BEGIN Data section

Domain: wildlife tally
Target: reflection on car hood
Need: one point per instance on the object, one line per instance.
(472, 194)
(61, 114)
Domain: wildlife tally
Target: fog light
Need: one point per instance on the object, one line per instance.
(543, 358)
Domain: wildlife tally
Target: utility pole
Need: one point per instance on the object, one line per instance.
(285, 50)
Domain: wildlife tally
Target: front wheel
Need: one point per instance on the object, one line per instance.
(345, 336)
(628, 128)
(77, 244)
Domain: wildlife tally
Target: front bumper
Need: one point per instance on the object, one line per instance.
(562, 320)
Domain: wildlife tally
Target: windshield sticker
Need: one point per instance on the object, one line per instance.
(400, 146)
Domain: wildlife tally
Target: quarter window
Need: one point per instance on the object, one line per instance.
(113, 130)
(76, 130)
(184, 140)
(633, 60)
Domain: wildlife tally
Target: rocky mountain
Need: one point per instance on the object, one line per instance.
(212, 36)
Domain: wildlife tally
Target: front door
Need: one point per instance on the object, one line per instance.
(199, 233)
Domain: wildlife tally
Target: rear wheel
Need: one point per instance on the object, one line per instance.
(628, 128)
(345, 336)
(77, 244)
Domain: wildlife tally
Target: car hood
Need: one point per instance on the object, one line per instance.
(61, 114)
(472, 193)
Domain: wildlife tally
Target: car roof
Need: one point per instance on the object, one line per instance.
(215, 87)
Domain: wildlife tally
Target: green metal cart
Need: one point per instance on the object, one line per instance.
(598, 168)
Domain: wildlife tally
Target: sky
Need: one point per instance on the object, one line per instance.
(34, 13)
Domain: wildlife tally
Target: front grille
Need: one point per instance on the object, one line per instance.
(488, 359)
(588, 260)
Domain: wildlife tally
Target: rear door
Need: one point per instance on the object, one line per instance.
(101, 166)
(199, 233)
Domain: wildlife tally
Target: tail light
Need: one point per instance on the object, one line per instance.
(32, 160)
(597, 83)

END Data section
BEGIN Data section

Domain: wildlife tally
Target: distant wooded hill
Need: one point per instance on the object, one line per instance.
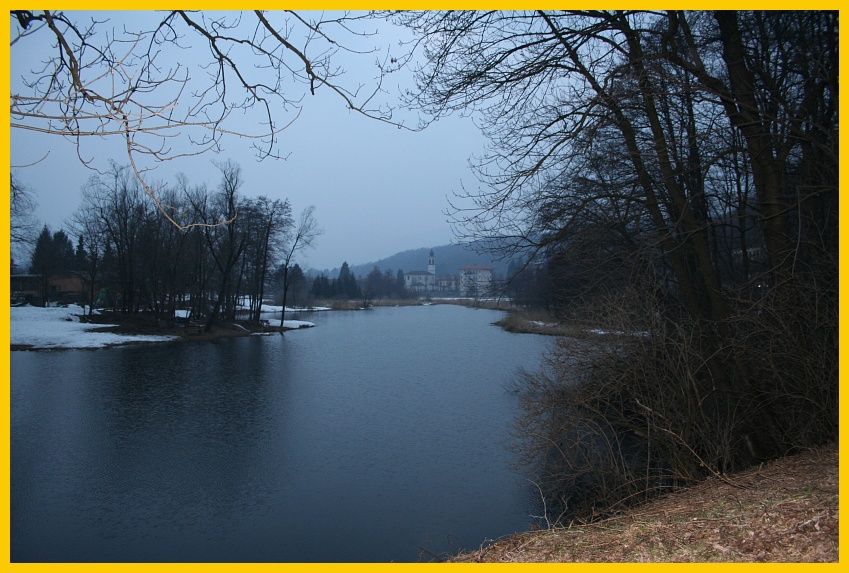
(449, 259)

END Data section

What the task requires: Copy each line of the material above that contains the string "hood". Letter case must match.

Answer in full:
Target: reflection on car hood
Target: car hood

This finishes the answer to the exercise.